● **What is being asked**
Copy out every one of the items below word for word, keeping each line unchanged.

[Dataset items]
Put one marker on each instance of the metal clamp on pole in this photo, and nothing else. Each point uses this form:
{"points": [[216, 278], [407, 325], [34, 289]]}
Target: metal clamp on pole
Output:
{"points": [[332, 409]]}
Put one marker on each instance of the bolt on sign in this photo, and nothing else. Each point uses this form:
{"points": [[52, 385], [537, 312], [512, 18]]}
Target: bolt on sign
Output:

● **In response**
Put one marker on each instance of the metal clamp on pole in this photo, and nothing else. Each point uses this form:
{"points": [[216, 278], [407, 325], [34, 289]]}
Target: metal clamp on pole
Output:
{"points": [[332, 409]]}
Put one marker on each instance of the bolt on sign in this photo, and nothing else. Each point uses this form:
{"points": [[52, 385], [537, 312], [512, 18]]}
Target: bolt on sign
Output:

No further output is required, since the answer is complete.